Short task:
Copy the material below line for line without changing anything.

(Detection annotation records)

## START

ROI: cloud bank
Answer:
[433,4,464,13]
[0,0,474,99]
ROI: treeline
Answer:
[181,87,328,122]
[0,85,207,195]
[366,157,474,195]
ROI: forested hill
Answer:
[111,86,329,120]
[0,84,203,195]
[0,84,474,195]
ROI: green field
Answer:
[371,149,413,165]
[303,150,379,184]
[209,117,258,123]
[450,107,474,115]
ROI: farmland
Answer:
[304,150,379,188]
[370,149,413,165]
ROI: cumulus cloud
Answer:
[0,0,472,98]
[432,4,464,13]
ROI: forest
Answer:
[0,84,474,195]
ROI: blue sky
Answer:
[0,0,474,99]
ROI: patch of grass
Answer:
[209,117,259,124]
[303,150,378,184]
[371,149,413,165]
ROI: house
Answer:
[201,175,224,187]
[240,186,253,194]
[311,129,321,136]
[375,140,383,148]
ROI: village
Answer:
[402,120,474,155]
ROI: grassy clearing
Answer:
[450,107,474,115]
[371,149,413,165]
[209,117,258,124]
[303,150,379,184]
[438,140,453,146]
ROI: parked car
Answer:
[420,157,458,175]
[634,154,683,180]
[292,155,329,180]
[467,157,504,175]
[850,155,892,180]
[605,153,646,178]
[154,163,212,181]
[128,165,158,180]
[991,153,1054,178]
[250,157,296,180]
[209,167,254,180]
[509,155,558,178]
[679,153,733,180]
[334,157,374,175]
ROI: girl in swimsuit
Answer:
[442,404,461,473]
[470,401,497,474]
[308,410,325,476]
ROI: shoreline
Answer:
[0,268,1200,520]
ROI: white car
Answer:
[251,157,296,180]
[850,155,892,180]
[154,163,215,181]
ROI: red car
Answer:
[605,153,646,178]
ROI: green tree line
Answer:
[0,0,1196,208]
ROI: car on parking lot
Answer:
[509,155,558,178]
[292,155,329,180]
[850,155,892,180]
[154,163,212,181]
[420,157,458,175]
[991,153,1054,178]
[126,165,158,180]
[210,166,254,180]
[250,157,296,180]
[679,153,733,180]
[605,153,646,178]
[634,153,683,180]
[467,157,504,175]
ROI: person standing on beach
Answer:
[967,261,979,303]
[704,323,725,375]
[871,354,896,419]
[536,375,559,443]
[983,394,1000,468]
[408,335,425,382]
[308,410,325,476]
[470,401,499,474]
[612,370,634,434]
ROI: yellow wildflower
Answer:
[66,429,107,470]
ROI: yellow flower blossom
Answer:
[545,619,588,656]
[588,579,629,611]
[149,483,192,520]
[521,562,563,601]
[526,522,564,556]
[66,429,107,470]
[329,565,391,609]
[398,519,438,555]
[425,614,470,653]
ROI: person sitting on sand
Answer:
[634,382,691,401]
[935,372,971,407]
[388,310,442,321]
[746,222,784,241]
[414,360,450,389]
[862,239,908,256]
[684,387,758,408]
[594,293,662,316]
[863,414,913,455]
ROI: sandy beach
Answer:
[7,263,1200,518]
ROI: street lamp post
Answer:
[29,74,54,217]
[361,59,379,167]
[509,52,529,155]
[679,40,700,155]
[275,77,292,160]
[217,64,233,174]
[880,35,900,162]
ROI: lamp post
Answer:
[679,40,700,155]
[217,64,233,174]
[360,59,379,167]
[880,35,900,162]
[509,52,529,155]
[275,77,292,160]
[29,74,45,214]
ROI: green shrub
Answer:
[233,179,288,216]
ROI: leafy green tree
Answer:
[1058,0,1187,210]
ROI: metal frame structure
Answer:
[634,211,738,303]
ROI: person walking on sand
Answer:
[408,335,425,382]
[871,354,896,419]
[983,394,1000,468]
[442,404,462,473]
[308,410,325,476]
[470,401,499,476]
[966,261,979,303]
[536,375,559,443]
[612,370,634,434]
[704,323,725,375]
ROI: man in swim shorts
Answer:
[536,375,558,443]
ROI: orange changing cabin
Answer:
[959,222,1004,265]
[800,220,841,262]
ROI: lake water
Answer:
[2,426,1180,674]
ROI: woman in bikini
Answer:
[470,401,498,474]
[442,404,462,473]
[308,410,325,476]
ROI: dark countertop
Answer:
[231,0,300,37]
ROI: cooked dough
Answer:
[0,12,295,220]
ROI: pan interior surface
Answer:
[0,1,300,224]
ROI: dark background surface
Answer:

## END

Output of the task:
ROI: cloud bank
Answer:
[433,4,464,13]
[0,0,474,99]
ROI: treeline
Answer:
[181,87,328,122]
[0,85,207,195]
[366,157,474,195]
ROI: forested hill
Answer:
[111,86,329,120]
[0,84,203,195]
[0,84,474,195]
ROI: green field
Answer:
[371,149,413,165]
[303,150,379,184]
[209,117,258,123]
[450,107,474,115]
ROI: farmland
Answer:
[304,150,379,188]
[370,149,413,165]
ROI: cumulus cloud
Answer:
[0,0,472,98]
[432,4,464,13]
ROI: forest
Answer:
[0,84,474,195]
ROI: blue sky
Answer:
[0,0,474,99]
ROI: patch of grass
Answer:
[209,117,259,124]
[303,150,378,184]
[371,149,413,165]
ROI: house
Answer:
[201,175,224,187]
[240,186,253,194]
[311,129,321,136]
[375,140,383,148]
ROI: village
Answer:
[402,120,474,155]
ROI: grassy clearing
Answer:
[450,107,474,115]
[371,149,413,165]
[209,117,258,124]
[303,150,379,184]
[438,140,453,146]
ROI: parked car
Answer:
[420,157,458,175]
[634,154,683,180]
[292,155,329,180]
[467,157,504,175]
[850,155,892,180]
[605,153,646,178]
[154,163,212,181]
[128,165,158,180]
[991,153,1054,178]
[250,157,296,180]
[209,167,254,180]
[509,155,558,178]
[679,153,733,180]
[334,157,374,175]
ROI: girl in swimsuit
Answer:
[442,404,461,473]
[470,401,497,474]
[308,410,325,476]
ROI: shoreline
Answer:
[0,268,1200,520]
ROI: white car
Answer:
[251,157,296,180]
[850,155,892,180]
[154,163,215,181]
ROI: red car
Answer:
[605,153,646,178]
ROI: green tree line
Answer:
[0,0,1196,208]
ROI: car on parking lot
Answer:
[509,155,558,178]
[292,155,329,180]
[850,155,892,180]
[154,163,212,181]
[420,157,458,175]
[991,153,1054,178]
[126,165,158,180]
[210,166,254,180]
[250,157,296,180]
[679,153,733,180]
[605,153,646,178]
[634,153,683,180]
[467,157,504,175]
ROI: person standing on beach
Answer:
[967,261,979,303]
[704,323,725,375]
[871,354,896,419]
[536,375,559,443]
[983,394,1000,468]
[408,335,425,382]
[308,410,325,476]
[470,401,499,474]
[612,370,634,434]
ROI: yellow wildflower
Answer:
[66,429,107,470]
ROI: yellow flower blossom
Answer:
[545,619,588,656]
[588,579,629,611]
[149,483,192,520]
[521,562,563,601]
[526,522,564,556]
[66,429,107,470]
[329,565,391,609]
[398,519,438,555]
[425,614,470,653]
ROI: person sitting on sand
Answer:
[634,382,691,401]
[935,372,971,407]
[388,310,442,321]
[746,222,784,241]
[414,360,450,389]
[862,239,908,256]
[684,387,758,408]
[594,293,662,316]
[863,414,913,455]
ROI: sandy beach
Answer:
[7,263,1200,518]
ROI: street lamp post
Answer:
[29,74,54,217]
[361,59,379,167]
[509,52,529,155]
[679,40,700,155]
[275,77,292,160]
[217,64,233,174]
[880,35,900,162]
ROI: lamp post
Answer:
[679,40,700,155]
[217,64,233,174]
[360,59,379,167]
[880,35,900,162]
[509,52,529,155]
[275,77,292,160]
[29,74,45,214]
ROI: green shrub
Answer:
[233,179,288,216]
ROI: leafy green tree
Answer:
[1058,0,1187,210]
ROI: metal frame structure
Answer:
[634,211,738,303]
ROI: person walking on sand
Answer:
[408,335,425,382]
[871,354,896,419]
[983,394,1000,468]
[442,404,462,473]
[308,410,325,476]
[470,401,499,476]
[966,261,979,303]
[536,375,559,443]
[612,370,634,434]
[704,323,725,375]
ROI: man in swim shorts
Answer:
[536,375,558,443]
ROI: orange changing cabin
Answer:
[959,222,1004,265]
[800,220,841,262]
ROI: lake water
Answer:
[2,426,1180,674]
ROI: woman in bikini
Answer:
[470,401,498,474]
[442,404,462,473]
[308,410,325,476]
ROI: dark countertop
Answer:
[231,0,300,37]
ROI: cooked dough
Answer:
[0,12,295,220]
ROI: pan interior surface
Answer:
[0,1,300,224]
ROI: dark background surface
Answer:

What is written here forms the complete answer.